**Text passage**
..........

Then, one day, I awoke in terror – to realize that the nightmare was no dream. I was surrounded by shunning and abuse. I had no clue how I’d gotten there, or how to get out.

Distraught, I cried out to God, “How did this happen? What in the world can I do? Lord, I want to see!”

The awakening that had begun so abruptly continued oh so slowly. Facing what God was revealing took courage, humility, time. Yet again and again the Lord made clear:

When I bring awakening,
do not reject it.
Do not scorn it.
With everything in you,
cry for grace and press in.

As he gave grace and I pressed in, my Father in heaven revealed the next thing, and the next, that I needed to see. Gently but firmly: He showed me much in front of me that had been hidden from me. He opened the Scriptures to me. He uncovered unresolved issues from generations past.

..........

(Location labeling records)
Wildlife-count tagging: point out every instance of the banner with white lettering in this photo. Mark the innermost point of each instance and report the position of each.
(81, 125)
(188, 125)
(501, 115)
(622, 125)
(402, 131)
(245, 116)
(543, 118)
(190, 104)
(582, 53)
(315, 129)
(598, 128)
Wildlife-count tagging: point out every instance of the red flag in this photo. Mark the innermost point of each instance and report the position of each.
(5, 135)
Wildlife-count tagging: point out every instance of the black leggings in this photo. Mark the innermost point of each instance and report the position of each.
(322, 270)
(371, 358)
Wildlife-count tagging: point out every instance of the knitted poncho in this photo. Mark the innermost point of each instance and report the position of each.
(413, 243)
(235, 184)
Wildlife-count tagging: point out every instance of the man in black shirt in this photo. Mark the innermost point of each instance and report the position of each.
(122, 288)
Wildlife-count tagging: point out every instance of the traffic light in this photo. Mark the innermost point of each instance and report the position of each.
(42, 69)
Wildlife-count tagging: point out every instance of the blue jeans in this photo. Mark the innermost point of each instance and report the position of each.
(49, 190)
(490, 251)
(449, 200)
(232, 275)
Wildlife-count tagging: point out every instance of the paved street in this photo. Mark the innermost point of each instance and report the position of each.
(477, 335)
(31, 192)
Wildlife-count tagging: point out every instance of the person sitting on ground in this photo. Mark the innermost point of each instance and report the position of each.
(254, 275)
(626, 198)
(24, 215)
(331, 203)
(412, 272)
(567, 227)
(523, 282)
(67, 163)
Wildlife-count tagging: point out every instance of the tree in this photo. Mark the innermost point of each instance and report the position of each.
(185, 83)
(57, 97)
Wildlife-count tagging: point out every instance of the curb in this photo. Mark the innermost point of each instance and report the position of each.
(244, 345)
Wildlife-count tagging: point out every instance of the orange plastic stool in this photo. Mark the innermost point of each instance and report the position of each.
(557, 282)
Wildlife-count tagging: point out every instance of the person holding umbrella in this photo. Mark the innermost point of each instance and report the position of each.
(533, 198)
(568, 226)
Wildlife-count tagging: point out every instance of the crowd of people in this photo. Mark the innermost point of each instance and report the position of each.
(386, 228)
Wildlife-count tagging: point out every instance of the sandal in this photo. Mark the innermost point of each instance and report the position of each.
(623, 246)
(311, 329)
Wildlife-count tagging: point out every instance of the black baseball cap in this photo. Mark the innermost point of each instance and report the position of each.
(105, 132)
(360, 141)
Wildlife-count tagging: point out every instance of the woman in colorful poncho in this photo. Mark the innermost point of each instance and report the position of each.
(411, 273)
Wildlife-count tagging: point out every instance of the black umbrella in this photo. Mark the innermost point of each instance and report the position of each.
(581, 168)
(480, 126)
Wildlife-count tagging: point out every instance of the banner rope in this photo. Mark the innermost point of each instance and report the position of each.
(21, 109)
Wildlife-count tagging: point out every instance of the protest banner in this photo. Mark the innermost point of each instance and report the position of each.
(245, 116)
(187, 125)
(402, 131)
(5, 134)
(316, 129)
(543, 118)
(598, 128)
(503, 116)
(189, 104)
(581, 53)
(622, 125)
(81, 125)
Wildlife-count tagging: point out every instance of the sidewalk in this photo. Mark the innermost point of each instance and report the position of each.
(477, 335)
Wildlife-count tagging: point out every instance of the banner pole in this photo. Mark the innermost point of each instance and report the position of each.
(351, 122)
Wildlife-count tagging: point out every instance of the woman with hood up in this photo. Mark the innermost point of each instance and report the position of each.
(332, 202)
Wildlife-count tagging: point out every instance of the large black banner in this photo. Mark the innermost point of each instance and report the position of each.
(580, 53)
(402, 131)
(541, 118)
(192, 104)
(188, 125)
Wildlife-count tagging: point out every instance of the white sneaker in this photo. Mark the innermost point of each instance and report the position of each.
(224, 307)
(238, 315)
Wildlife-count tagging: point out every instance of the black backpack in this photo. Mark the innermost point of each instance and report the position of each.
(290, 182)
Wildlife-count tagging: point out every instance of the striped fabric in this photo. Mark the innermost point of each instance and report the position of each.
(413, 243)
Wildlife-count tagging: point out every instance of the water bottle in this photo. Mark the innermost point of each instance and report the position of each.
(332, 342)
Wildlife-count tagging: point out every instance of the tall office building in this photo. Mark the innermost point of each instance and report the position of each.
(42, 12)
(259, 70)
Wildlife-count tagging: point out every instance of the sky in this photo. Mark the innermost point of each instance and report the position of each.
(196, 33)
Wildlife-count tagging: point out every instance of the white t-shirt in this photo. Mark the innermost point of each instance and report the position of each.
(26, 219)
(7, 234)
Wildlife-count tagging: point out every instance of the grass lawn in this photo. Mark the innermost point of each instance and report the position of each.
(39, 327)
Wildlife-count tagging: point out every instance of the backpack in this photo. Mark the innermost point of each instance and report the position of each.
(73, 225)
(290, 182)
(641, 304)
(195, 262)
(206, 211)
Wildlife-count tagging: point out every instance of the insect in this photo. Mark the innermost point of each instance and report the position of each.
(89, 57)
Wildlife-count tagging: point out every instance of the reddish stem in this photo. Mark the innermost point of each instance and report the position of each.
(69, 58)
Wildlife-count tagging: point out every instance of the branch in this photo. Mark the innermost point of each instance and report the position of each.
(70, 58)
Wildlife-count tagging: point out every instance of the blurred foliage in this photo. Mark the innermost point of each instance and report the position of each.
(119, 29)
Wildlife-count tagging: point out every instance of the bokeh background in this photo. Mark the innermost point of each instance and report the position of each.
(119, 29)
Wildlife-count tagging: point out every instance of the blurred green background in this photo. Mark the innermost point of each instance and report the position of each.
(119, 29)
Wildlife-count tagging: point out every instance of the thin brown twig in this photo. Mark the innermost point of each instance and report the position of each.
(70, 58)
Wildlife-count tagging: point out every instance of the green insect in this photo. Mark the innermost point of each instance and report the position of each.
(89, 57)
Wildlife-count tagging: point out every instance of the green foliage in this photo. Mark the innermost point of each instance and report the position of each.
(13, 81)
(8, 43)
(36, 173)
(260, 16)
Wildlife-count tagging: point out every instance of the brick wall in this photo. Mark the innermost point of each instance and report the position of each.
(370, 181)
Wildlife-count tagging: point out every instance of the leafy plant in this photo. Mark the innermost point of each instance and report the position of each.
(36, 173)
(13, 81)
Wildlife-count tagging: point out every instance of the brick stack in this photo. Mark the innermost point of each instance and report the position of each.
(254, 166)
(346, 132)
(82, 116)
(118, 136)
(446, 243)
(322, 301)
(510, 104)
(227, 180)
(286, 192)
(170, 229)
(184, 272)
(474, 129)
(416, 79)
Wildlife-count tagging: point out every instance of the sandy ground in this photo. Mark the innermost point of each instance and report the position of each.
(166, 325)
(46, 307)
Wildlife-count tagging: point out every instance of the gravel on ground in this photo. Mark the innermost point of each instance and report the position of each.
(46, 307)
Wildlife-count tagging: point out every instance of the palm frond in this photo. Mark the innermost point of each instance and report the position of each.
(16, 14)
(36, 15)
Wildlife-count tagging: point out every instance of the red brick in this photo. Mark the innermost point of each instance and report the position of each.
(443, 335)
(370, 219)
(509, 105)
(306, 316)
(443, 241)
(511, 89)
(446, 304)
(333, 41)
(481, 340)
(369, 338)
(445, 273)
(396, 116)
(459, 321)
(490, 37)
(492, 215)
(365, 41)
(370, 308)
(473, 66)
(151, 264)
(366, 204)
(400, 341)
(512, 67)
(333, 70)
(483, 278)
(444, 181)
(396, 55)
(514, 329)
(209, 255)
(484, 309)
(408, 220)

..........

**Jobs**
[1] Please write out the passage about awakening, starting at "Then, one day, I" and ending at "to get out.".
[2] Carry the passage about awakening forward from its last sentence.

**Outputs for the tasks**
[1]
Then, one day, I awoke in terror – to realize that the nightmare was no dream. I was surrounded by shunning and abuse. I had no clue how I’d gotten there, or how to get out.

[2]
And then, in his time, he pointed to a key I had held all along. And the Lord God held me, as he showed me the significance and the impact of the dream I had dreamed at age 3.


Afterword

I tried to write this post six years ago. I did write much of it, titled it simply, “The Dream,” and published it January 7, 2019. But it wasn’t finished. I couldn’t yet write the end. Now, I see what I couldn’t find words to say then. So I’ve retired the old post and written this new one to tell the rest of the story.